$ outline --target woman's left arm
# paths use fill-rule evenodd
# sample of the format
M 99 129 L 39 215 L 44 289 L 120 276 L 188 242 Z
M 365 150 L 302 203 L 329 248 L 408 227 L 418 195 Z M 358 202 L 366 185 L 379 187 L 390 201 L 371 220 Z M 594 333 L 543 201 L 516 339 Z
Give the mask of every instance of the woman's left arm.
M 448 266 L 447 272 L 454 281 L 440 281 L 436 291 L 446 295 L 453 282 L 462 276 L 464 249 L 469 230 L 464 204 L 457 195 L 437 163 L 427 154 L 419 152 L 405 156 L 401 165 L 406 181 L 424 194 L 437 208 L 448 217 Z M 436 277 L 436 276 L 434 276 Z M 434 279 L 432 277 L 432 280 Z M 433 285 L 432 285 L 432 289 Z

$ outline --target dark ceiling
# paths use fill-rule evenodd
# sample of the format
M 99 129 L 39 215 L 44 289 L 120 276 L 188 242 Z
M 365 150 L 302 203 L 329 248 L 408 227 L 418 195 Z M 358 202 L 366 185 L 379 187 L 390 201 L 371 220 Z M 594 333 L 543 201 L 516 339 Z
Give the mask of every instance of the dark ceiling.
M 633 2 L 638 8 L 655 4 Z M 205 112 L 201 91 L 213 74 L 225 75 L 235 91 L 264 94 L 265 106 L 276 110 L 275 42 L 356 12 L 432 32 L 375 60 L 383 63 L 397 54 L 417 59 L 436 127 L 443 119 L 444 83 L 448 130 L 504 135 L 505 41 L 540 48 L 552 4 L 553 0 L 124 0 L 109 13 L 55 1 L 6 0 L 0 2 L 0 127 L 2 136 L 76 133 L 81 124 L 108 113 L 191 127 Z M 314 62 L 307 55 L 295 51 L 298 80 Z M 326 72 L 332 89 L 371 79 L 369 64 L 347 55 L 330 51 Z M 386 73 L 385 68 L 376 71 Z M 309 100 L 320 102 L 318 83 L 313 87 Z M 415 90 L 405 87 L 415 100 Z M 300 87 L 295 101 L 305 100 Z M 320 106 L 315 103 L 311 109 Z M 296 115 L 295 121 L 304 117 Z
= = =
▸ Required task
Copy each record from above exactly, and include every line.

▸ Exercise response
$ outline --target woman's left arm
# paths use fill-rule evenodd
# sample of the format
M 99 129 L 39 215 L 44 289 L 120 276 L 188 242 Z
M 365 150 L 302 203 L 329 248 L 408 227 L 418 195 Z M 358 202 L 366 185 L 379 187 L 390 201 L 371 220 Z M 594 333 L 543 201 L 516 339 Z
Give the mask of every instance of the woman's left arm.
M 448 266 L 447 272 L 454 281 L 440 281 L 436 291 L 446 295 L 453 282 L 462 276 L 464 249 L 469 230 L 464 204 L 457 195 L 437 163 L 427 154 L 419 152 L 405 156 L 401 165 L 406 181 L 424 194 L 437 208 L 448 217 Z M 436 277 L 436 276 L 434 276 Z M 434 279 L 432 277 L 432 280 Z M 433 285 L 432 285 L 432 289 Z

$ outline --target dark ceiling
# paths use fill-rule evenodd
# sample of the format
M 99 129 L 39 215 L 44 289 L 120 276 L 188 242 Z
M 365 150 L 302 203 L 329 248 L 408 227 L 418 195 Z M 358 202 L 366 185 L 379 187 L 390 201 L 371 220 Z M 594 333 L 543 201 L 516 339 Z
Give the mask of every instance of the dark ceiling.
M 633 2 L 638 8 L 655 4 Z M 205 112 L 201 91 L 213 74 L 225 75 L 235 91 L 264 94 L 265 106 L 276 110 L 275 42 L 356 12 L 432 32 L 375 60 L 383 63 L 397 54 L 417 59 L 436 127 L 443 119 L 444 83 L 448 130 L 504 135 L 505 41 L 540 48 L 552 4 L 553 0 L 124 0 L 109 13 L 55 1 L 6 0 L 0 2 L 0 127 L 2 136 L 76 133 L 81 124 L 108 113 L 191 127 Z M 314 62 L 307 55 L 295 51 L 298 80 Z M 326 72 L 332 89 L 371 79 L 369 64 L 347 55 L 330 51 Z M 386 73 L 385 68 L 376 71 Z M 309 100 L 320 102 L 318 83 L 313 87 Z M 415 90 L 405 87 L 415 100 Z M 300 87 L 295 101 L 305 100 Z M 320 106 L 315 103 L 311 109 Z M 296 115 L 295 121 L 304 117 Z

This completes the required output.